Exercise => Repeat every one of the rows below word for word, without changing anything.

**** Supplied records ****

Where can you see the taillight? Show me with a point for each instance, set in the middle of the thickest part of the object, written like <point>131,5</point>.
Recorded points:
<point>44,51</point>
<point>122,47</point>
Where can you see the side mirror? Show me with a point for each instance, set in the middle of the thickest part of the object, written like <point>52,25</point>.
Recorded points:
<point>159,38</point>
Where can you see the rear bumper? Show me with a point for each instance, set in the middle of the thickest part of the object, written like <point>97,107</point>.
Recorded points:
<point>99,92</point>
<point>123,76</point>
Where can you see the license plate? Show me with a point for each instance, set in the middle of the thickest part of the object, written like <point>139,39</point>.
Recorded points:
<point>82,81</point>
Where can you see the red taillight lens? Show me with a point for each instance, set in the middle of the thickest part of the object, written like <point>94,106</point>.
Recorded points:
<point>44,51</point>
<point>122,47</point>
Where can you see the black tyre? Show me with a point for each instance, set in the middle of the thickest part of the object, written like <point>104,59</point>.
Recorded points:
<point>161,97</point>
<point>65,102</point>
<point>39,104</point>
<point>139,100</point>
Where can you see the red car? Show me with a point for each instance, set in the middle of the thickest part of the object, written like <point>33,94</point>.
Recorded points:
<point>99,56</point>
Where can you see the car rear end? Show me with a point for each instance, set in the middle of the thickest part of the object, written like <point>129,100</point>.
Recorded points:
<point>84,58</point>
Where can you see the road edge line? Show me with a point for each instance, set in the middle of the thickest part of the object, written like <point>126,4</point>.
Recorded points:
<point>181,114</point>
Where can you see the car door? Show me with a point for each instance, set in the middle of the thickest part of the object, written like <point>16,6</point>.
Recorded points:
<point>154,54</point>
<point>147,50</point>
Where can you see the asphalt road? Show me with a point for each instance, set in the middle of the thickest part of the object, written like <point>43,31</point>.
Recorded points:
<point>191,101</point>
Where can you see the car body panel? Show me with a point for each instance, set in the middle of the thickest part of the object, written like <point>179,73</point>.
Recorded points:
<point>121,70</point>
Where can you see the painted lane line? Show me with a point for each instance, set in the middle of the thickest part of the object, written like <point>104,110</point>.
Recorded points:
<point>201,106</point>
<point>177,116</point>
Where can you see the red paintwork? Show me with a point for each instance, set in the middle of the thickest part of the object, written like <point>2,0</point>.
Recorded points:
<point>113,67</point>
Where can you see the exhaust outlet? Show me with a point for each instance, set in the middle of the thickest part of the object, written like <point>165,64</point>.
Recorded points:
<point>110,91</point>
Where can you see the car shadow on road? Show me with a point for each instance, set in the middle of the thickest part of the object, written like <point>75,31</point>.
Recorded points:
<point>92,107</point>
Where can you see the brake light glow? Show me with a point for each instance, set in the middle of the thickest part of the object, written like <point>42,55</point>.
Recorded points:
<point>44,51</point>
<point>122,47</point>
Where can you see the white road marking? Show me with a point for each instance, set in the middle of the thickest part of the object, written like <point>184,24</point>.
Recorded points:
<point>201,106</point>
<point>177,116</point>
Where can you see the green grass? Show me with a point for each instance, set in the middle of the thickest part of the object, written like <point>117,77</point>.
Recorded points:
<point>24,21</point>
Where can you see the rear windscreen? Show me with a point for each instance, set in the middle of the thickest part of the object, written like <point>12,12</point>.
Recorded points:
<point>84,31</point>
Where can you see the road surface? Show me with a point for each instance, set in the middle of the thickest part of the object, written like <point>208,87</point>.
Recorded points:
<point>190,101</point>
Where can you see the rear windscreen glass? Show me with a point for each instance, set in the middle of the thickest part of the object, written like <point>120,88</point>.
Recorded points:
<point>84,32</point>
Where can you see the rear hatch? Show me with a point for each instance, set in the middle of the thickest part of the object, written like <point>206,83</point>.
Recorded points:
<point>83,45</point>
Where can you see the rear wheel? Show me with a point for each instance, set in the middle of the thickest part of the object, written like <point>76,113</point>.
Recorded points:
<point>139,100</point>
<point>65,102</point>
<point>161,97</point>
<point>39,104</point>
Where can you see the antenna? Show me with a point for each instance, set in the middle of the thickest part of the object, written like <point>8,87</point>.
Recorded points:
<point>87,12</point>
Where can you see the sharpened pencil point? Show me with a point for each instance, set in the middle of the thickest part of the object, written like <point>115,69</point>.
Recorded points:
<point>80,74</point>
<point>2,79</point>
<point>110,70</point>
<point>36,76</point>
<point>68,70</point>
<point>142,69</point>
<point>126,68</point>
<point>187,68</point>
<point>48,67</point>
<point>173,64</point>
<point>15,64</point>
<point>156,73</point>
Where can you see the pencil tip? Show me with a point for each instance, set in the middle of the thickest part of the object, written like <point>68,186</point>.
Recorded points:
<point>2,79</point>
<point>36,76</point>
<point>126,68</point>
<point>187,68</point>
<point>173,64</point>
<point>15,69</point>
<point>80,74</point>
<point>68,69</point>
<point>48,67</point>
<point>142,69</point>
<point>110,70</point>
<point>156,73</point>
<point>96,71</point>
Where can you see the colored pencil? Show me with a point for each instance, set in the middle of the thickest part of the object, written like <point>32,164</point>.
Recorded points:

****

Complete output =>
Where can you see the taillight? Show me with a point for each instance, set in the middle of the thickest part of the object, written like <point>131,5</point>.
Recorded points:
<point>44,51</point>
<point>122,47</point>
Where can you see the side mirror? Show me with a point for each instance, set in the middle of the thickest part of the object, written like <point>52,25</point>.
Recorded points:
<point>159,38</point>
Where can you see the rear bumper? Show me with a point for each instance, set in the middle of the thickest part of the object, written like <point>97,107</point>.
Recorded points:
<point>99,92</point>
<point>123,76</point>
Where can you see the license plate? Show me with a point for each instance, set in the middle of the thickest part of the object, written like <point>139,39</point>.
Recorded points:
<point>82,81</point>
Where can you see the red taillight lens? Show me with a point for each instance, set in the middle of the thickest part of the object, written like <point>94,106</point>.
Recorded points:
<point>44,51</point>
<point>122,47</point>
Where can you see the black tyre? Show me with a point for each instance, set in the middle of the thickest part of the object, written like <point>104,59</point>.
Recorded points:
<point>161,97</point>
<point>65,102</point>
<point>39,104</point>
<point>139,100</point>
Where can you see the red car? Show me with a point for each instance, set in the middle of the thickest part of the object, written like <point>33,94</point>.
Recorded points:
<point>99,56</point>
Where can you see the car rear end? Show me with a point for each instance, set in the middle of the thickest part of the object, written like <point>129,100</point>.
Recorded points:
<point>84,58</point>
Where can you see the road edge line? Show me with a point for each instance, set in the middle of the thickest part of the object, written like <point>126,4</point>.
Recorded points:
<point>181,114</point>
Where can you see the car door? Show me with a point for each instance, set in the middle of the thickest part of the object, written like <point>16,6</point>.
Recorded points:
<point>154,54</point>
<point>147,50</point>
Where can you see the asphalt road? Show me with a point for each instance, set in the middle of the thickest part of the object, written like <point>43,31</point>.
Recorded points:
<point>191,101</point>
Where can you see the car body panel? Show me with a point for each instance, set in the middle of the thickest part of the object, written like <point>179,73</point>.
Recorded points:
<point>121,70</point>
Where can you see the painted lane line? Show me with a point for each instance, set in the middle of the thickest part of the object, written like <point>104,110</point>.
Recorded points:
<point>201,106</point>
<point>177,116</point>
Where can you see the red paintwork? Show me with a point for each instance, set in the middle of the thickest part of the object, written like <point>2,0</point>.
Recorded points:
<point>113,67</point>
Where can you see the exhaust outlet? Show me with a point for each instance, set in the middle of the thickest part of the object, written like <point>165,64</point>.
Recorded points:
<point>110,91</point>
Where can you see the car shadow on road? Show me with a point for each instance, set in the middle of the thickest part of the object, written like <point>75,31</point>.
Recorded points:
<point>92,107</point>
Where can you see the brake light glow? Show me with a point for each instance, set in the middle of the thickest part of the object, written like <point>42,55</point>.
Recorded points:
<point>44,51</point>
<point>122,47</point>
Where can you see the white road marking? Show me with a point for each instance, set in the middle of the thickest part of the object, written like <point>184,24</point>.
Recorded points:
<point>201,106</point>
<point>177,116</point>
Where can you see the green grass? Show me with a point for each instance, set in the middle of the thickest part of the object, written like <point>117,77</point>.
Recorded points:
<point>24,21</point>
Where can you see the rear windscreen? Show me with a point for each instance, set in the middle of the thickest part of the object, written like <point>12,12</point>.
Recorded points:
<point>84,31</point>
Where can you see the road surface? Show me with a point for each instance, set in the middle of the thickest part of the object, written like <point>208,87</point>.
Recorded points:
<point>190,101</point>
Where can you see the rear windscreen glass? Show me with a point for each instance, set in the middle of the thickest part of the object, written like <point>120,88</point>.
Recorded points:
<point>84,32</point>
Where can you see the rear hatch? Show me with a point for each instance, set in the middle of the thickest part of the object, written like <point>206,83</point>.
Recorded points:
<point>83,45</point>
Where can you see the rear wheel? Show me with a point for each instance, set in the middle of the thickest part of the object, written like <point>76,113</point>.
Recorded points:
<point>139,100</point>
<point>65,102</point>
<point>161,97</point>
<point>39,104</point>
Where can you see the antenna? Show me with a point for each instance, set in the middle of the thickest part of the object, written like <point>8,87</point>.
Recorded points:
<point>87,12</point>
Where can you see the sharpened pencil point? Show me with a point for each instance, set in the middle of the thickest part of the object, written like <point>115,69</point>.
Recorded points:
<point>80,74</point>
<point>2,79</point>
<point>110,70</point>
<point>36,76</point>
<point>68,70</point>
<point>142,69</point>
<point>126,68</point>
<point>187,68</point>
<point>48,67</point>
<point>173,64</point>
<point>15,64</point>
<point>156,73</point>
Where can you see the pencil tip? Show me with a point for each instance, set in the middle of the thickest part of the object, written like <point>68,186</point>.
Recorded points:
<point>2,79</point>
<point>36,76</point>
<point>126,68</point>
<point>187,68</point>
<point>173,64</point>
<point>15,69</point>
<point>80,74</point>
<point>68,69</point>
<point>48,67</point>
<point>142,69</point>
<point>110,70</point>
<point>156,73</point>
<point>96,71</point>
Where can you see the colored pencil? Show me with a point for each instance, set in the middle of the thickest part of the object, written like <point>32,164</point>.
Recorded points:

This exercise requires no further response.